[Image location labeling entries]
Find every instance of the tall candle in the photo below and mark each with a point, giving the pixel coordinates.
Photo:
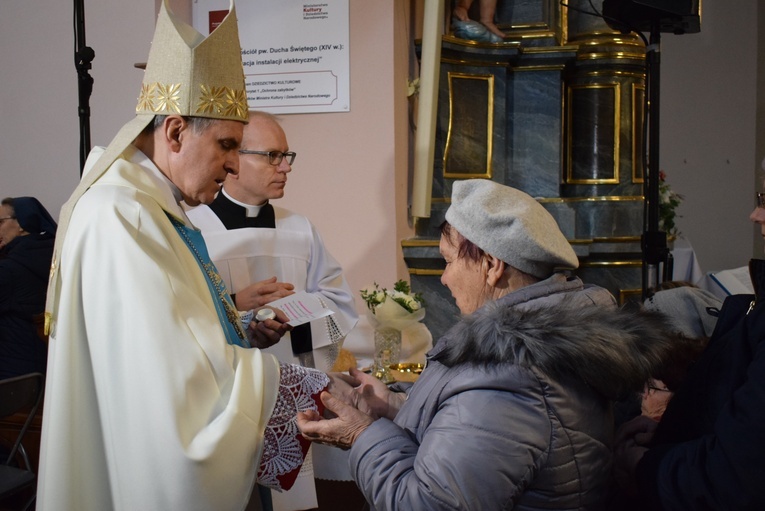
(424, 139)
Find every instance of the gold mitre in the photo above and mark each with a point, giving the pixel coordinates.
(189, 74)
(186, 74)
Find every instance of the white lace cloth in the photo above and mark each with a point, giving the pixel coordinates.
(283, 452)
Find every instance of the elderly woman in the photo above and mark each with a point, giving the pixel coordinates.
(513, 408)
(27, 232)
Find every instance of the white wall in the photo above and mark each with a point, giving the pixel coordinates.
(708, 121)
(351, 174)
(350, 169)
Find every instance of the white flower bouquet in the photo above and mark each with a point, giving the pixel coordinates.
(397, 308)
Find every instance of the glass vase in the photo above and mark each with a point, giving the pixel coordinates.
(387, 352)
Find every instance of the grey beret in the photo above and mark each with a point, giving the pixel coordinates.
(510, 225)
(687, 309)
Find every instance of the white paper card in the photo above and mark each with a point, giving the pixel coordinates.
(301, 307)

▸ WHAT THE TASK ASKS:
Put the items above into a two-column CSV headed instruction and response, with one row per item. Place each item's text and its answer in their own quoted fields, replace any line breaks with spaces, and leave the pictures out.

▸ RESPONSE FOR THIS EXERCISE:
instruction,response
"Find every instance of the tall candle in the photo below and mark each with a point, giving the pixel coordinates. Photo:","(424, 139)"
"Find every instance of the gold mitre in the photo above and mark each with a point, giving the pixel coordinates.","(189, 74) (186, 74)"
"Find every instance of the white lace cloth in the photo above and mark each with a point, giving the pixel coordinates.","(283, 452)"
"Find every instance of the elderly woman in the photo above and mark each with a point, giving the pixel coordinates.","(513, 408) (27, 232)"
"Find every instance of the white wall in the photo above and mark each with a point, giving the pixel coordinates.","(708, 121) (351, 174) (350, 169)"
"Find every instance of the white flower bouquet in the photo above and mark each with a point, giving the pixel coordinates.","(397, 308)"
"Find every instance of the glass vase in the photo above and mark each with a point, giving the pixel coordinates.","(387, 352)"
"Find every instance of the grey beret in the photo above and mark each with a point, giving the pixel coordinates.","(510, 225) (687, 309)"
"Find every instance of the white paper card in the photo above and mark each with a point, giving the pixel coordinates.","(301, 307)"